-- Source extract --
You can also enqueue jobs with injection and parameters like this:

app.MapPost("/create-injectable-job", async (JobData request, HttpContext http, IBackgroundJobClient client) =>
{
    var command = new DoAnInjectableThing.Command(request.Payload);
    var jobId = await client.Enqueue<DoAnInjectableThing>(x => x.Handle(command));
    return Results.Ok(new { Message = $"Job created with ID: {jobId}" });
});

public class DoAnInjectableThing(IDummyLogger logger, PokeApiService pokeApiService)
{
    public sealed record Command(string Data);
    
    public async Task Handle(Command request)
    {        
        var pokemon = await pokeApiService.GetRandomPokemonAsync();
        Log.Information("I just read a Pokemon with an ID of {PokemonId} and content of {Name}", pokemon.Item1, pokemon.Item2);
        
        logger.Log($"Handled DoAnInjectableThing with data: {request.Data}");
    }
}

Scheduled Jobs

You can also schedule jobs to run at a later time. For example:

app.MapPost("/thirty-second-delay", async (HttpContext http, IBackgroundJobClient client) =>
{
    var jobId = await client.Schedule<DoAThing>(x => 
            x.Handle(new DoAThing.Command("this is a scheduled job")), 
        TimeSpan.FromSeconds(30));

    return Results.Ok(new { Message = $"Job created with ID: {jobId}" });
});

public class DoAThing
{
    public sealed record Command(string Data);        
    public async Task Handle(Command request)
    {
        Log.Information("Handled DoAThing with data: {Data}", request.Data);
    }
}

Or you can use a fluent API like this:

app.MapPost("/fluent-two-second-delay", async (HttpContext http, IBackgroundJobClient client) =>
{
    var jobId = await client.Schedule<DoAThing>(x => 
            x.Handle(new DoAThing.Command("this is a scheduled job")))
        .ToQueue("critical")
        .InSeconds(2);

    return Results.Ok(new { Message = $"Job created with ID: {jobId}" });
});

Recurring Jobs

Coming soon...

Batch Jobs

Coming soon...

Queues

There are a various different queuing prioritization strategies that can be used in Task Tower. Jobs with no recognized queue will be considered a lowest priority based on whatever rules apply to the type of prioritization.

[!NOTE]
By default, all jobs will be added to a default queue unless otherwise designated.

None (FIFO)

This prioritization strategy will process jobs using no particular prioritization and just behavior in a simple first-in-first-out (FIFO) fashion.

Alphanumeric

This prioritization strategy will process jobs using an alphanumeric order based on teh queue name. If you are coming from Hangfire and need pairity with their queue behavior, you can lean on this.

Example:

builder.Services.AddTaskTower(builder.Configuration,x =>
{
    x.QueuePrioritization = QueuePrioritization.AlphaNumeric();
    // ....
});

Index

If you need to create multiple queues and want to prioritize processing of all jobs in one queue over other queues, you can use the Index option. This means that jobs will be pulled from the queue sorted in the priory designated in the configuration.

Example:

builder.Services.AddTaskTower(builder.Configuration,x =>
{
    x.QueuePriorities = new Dictionary<string, int>
    {
        {"critical", 3},
        {"default", 2},
        {"low", 1}
    };
    x.QueuePrioritization = QueuePrioritization.Index();
    // ....

Natural-language object grounding data
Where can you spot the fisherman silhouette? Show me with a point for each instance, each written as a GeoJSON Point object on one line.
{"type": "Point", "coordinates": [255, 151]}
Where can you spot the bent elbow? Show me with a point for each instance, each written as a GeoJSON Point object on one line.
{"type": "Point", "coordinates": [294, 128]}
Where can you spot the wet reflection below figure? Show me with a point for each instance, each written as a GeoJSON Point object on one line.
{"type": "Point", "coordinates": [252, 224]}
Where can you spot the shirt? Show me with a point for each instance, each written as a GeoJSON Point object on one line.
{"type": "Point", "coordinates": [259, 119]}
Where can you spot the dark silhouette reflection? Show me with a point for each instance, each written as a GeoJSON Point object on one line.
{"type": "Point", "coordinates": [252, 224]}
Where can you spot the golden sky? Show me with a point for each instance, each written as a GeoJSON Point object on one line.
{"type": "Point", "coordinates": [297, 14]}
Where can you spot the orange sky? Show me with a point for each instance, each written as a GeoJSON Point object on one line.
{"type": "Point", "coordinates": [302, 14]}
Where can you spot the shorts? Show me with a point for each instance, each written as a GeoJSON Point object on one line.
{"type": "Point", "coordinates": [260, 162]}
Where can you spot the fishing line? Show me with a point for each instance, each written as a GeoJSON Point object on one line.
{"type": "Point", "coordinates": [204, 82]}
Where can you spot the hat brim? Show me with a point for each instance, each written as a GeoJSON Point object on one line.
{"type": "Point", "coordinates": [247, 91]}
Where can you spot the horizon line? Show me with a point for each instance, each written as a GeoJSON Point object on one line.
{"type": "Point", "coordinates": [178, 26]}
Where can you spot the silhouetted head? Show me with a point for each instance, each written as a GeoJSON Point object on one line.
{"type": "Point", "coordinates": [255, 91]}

-- Your assignment --
Carry on the Task Tower documentation from its final line.

-- Answer to the problem --
});

This example will configure Task Tower to have three queue priorities: critical, default, and low with strict priority. When using the Index priority, the queues with higher a priority will be prioritized at the top of the queue for processing.

Strict

If you need to create multiple queues and need to process all tasks in one queue over other queues, you can use the Strict option. Only queues that are given a priority will be recognized and ran when using this strategy. Jobs in unprioritized queues (that are not configured with a priority in the Task Tower config) will not be picked up for processing.

Example:

builder.Services.AddTaskTower(builder.Configuration,x =>
{
    x.QueuePriorities = new Dictionary<string, int>
    {
        {"critical", 3},
        {"default", 2},
        {"low", 1}
    };
    x.QueuePrioritization = QueuePrioritization.Strict();
    // ....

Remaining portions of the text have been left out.